*About this exercise*: Go through the listing below, count the lines that contain "cloudy", and state the number alone.

+--

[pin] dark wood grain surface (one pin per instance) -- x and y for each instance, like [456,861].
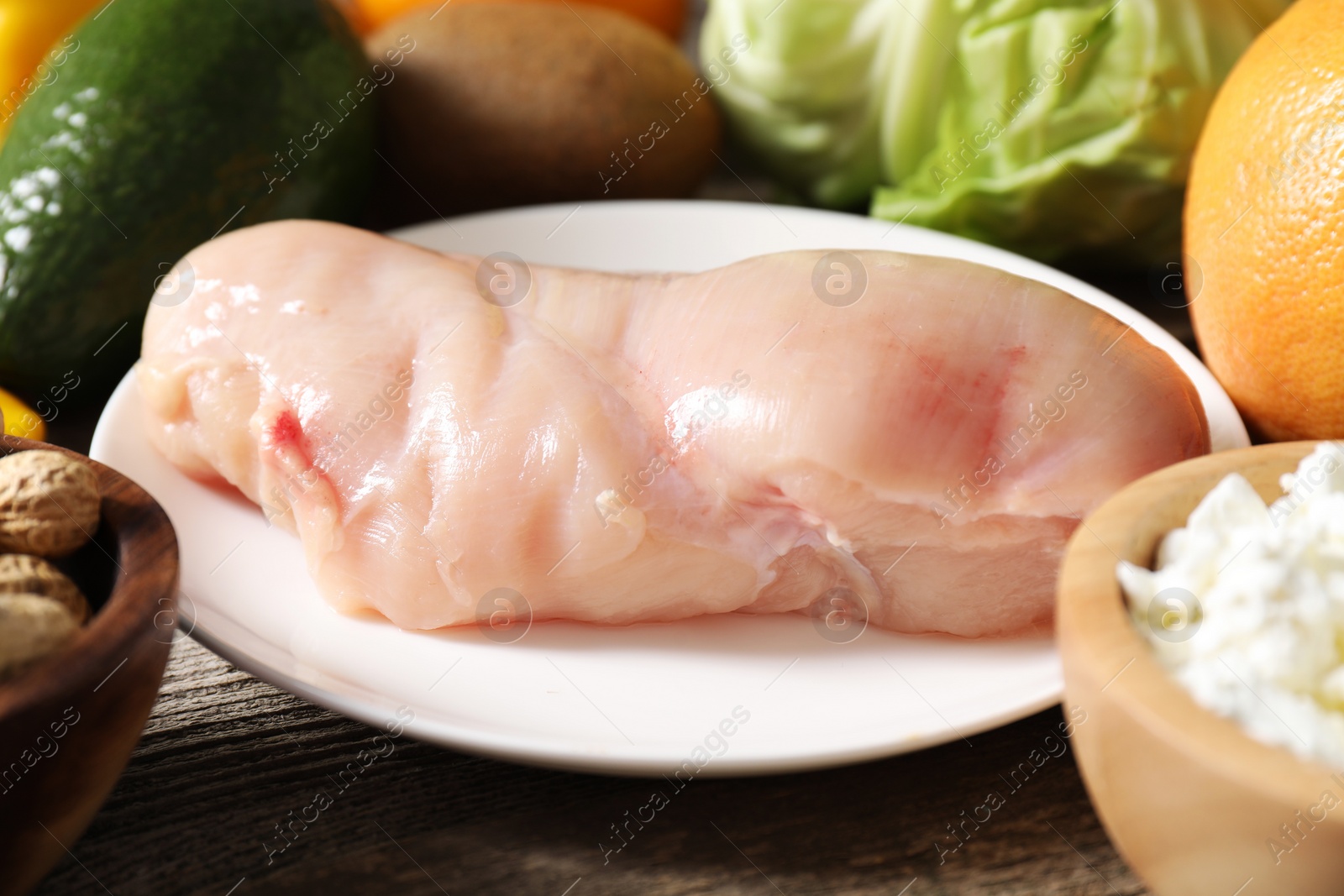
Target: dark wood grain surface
[226,758]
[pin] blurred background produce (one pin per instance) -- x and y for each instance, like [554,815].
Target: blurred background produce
[171,121]
[667,16]
[514,103]
[1054,129]
[29,34]
[1265,226]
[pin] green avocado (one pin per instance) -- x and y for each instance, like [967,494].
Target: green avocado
[160,125]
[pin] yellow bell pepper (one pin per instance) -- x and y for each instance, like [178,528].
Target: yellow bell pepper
[20,419]
[30,51]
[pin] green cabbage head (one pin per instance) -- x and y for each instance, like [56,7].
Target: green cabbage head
[1050,127]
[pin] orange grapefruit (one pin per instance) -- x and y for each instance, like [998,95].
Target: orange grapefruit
[1265,228]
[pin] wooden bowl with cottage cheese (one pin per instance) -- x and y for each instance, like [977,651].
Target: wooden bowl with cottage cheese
[1194,802]
[71,719]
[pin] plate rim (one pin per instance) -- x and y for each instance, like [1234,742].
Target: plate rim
[557,752]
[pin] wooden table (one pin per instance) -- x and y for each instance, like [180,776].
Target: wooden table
[228,758]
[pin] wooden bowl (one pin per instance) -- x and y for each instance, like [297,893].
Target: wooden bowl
[1193,804]
[67,725]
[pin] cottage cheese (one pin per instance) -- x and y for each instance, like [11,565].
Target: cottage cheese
[1247,607]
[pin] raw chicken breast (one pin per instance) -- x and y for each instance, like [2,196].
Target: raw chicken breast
[648,448]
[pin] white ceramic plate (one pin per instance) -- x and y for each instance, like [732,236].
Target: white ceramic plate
[633,700]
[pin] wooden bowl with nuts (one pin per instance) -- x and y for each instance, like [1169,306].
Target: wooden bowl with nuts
[87,613]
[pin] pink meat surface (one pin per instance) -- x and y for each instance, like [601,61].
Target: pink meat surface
[649,448]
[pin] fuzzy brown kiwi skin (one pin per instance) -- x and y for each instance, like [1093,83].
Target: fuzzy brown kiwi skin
[510,103]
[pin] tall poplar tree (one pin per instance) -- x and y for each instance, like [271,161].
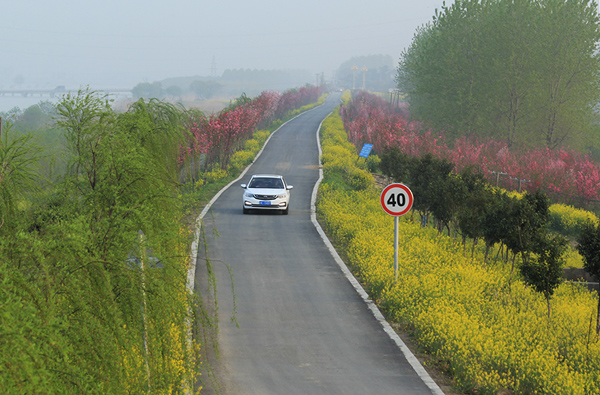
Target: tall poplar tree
[522,71]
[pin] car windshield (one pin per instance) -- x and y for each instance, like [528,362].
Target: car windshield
[270,183]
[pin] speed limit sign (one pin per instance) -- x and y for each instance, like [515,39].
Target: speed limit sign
[396,199]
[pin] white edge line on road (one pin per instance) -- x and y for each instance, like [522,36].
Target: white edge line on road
[194,248]
[412,360]
[410,357]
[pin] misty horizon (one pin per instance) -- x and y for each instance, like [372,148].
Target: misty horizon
[120,44]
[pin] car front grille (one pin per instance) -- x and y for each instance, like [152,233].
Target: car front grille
[265,197]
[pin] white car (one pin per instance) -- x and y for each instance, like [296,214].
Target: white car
[266,192]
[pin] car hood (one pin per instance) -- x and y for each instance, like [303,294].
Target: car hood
[265,191]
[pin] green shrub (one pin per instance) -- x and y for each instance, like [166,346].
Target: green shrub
[215,175]
[241,159]
[252,146]
[569,220]
[358,179]
[261,136]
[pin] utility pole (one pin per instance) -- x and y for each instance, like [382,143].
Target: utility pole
[364,70]
[354,68]
[213,68]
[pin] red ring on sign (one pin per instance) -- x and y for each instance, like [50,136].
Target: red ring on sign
[403,188]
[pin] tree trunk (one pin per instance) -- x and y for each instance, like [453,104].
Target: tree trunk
[598,317]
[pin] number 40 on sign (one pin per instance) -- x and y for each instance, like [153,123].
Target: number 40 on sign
[396,199]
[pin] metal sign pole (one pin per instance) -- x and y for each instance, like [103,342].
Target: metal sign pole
[396,248]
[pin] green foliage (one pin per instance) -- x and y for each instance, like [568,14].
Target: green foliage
[373,161]
[241,159]
[589,247]
[96,265]
[525,72]
[544,271]
[17,175]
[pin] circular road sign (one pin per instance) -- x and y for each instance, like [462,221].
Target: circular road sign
[396,199]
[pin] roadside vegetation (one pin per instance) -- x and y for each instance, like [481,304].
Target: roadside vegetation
[495,316]
[96,220]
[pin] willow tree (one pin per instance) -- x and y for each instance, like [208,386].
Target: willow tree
[523,71]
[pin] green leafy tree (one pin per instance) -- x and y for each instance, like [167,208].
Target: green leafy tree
[474,203]
[544,271]
[17,175]
[522,71]
[589,247]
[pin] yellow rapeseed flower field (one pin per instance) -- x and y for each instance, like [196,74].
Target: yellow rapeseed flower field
[484,323]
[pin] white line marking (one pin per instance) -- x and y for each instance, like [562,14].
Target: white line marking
[410,357]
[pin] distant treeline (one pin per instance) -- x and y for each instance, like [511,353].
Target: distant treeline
[232,83]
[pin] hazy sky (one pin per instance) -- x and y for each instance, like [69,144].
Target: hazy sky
[119,43]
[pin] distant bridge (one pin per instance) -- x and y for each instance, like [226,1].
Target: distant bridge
[59,91]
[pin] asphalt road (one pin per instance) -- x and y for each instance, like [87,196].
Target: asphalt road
[303,328]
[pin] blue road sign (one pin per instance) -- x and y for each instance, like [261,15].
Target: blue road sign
[365,151]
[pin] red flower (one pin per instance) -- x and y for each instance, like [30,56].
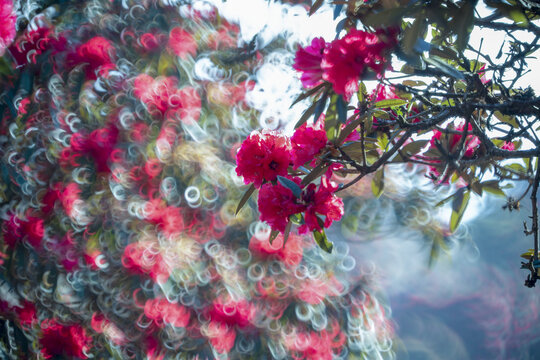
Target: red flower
[263,156]
[98,53]
[7,25]
[182,43]
[276,204]
[58,340]
[322,201]
[307,142]
[290,253]
[308,62]
[346,59]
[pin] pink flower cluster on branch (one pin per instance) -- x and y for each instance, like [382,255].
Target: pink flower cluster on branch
[264,160]
[343,62]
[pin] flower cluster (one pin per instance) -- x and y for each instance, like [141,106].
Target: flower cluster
[343,62]
[7,28]
[266,155]
[118,192]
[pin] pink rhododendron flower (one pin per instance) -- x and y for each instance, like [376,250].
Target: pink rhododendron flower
[345,60]
[307,142]
[58,340]
[277,203]
[263,156]
[7,25]
[308,62]
[181,43]
[321,201]
[98,53]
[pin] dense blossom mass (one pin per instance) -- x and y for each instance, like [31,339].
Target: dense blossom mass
[118,190]
[343,62]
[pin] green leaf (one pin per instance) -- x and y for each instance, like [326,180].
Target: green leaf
[413,83]
[291,185]
[381,114]
[314,174]
[414,147]
[511,120]
[245,198]
[459,205]
[445,68]
[519,17]
[445,200]
[411,35]
[377,183]
[390,103]
[350,127]
[493,187]
[322,240]
[444,52]
[476,187]
[528,255]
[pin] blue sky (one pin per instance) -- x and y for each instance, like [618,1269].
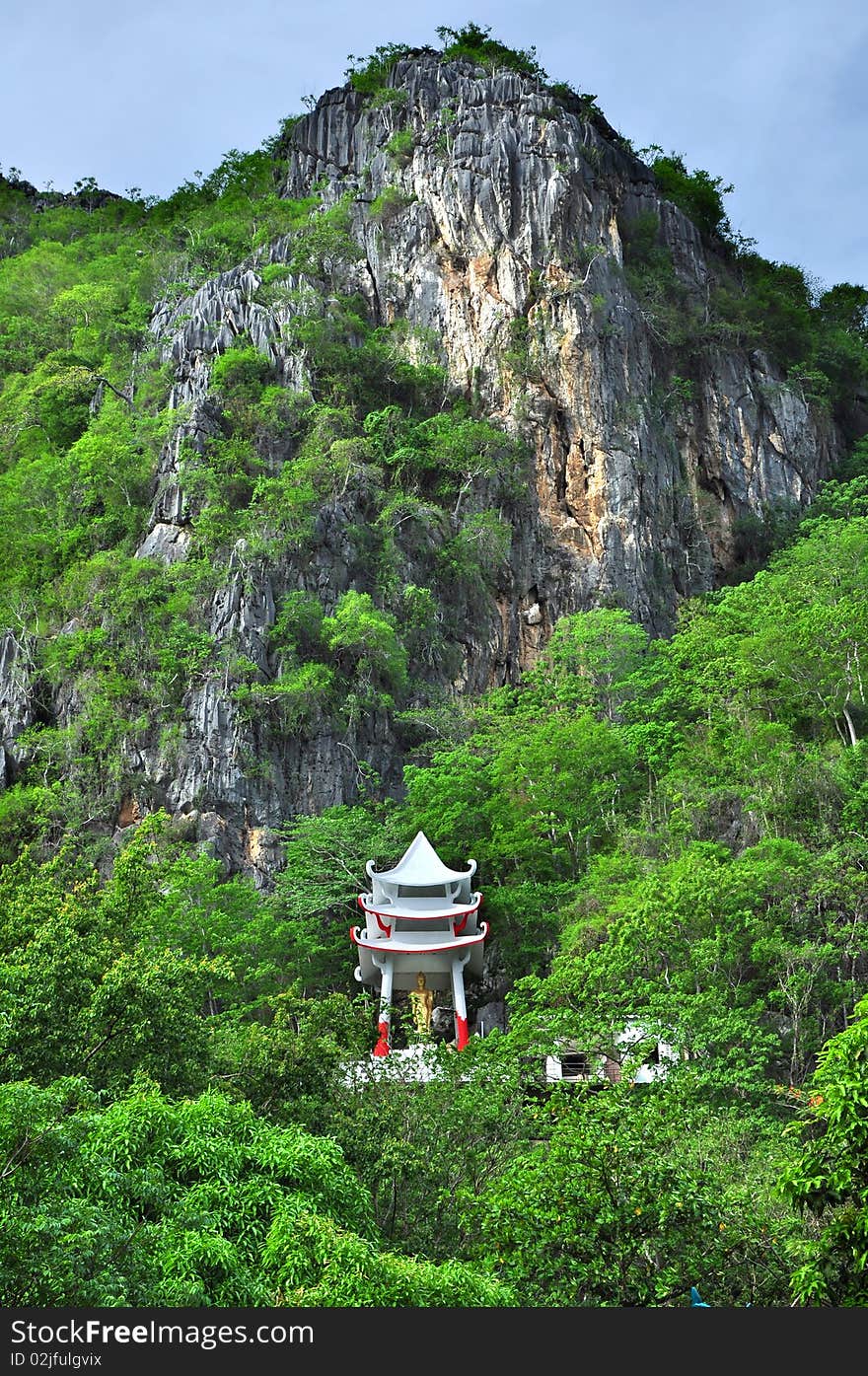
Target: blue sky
[770,95]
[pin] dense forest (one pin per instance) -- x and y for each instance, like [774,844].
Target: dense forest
[670,830]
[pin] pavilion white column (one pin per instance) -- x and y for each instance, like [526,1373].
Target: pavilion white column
[460,1005]
[384,965]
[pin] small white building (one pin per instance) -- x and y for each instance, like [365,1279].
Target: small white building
[571,1065]
[420,918]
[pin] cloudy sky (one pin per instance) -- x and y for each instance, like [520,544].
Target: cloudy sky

+--

*Exercise solution*: 2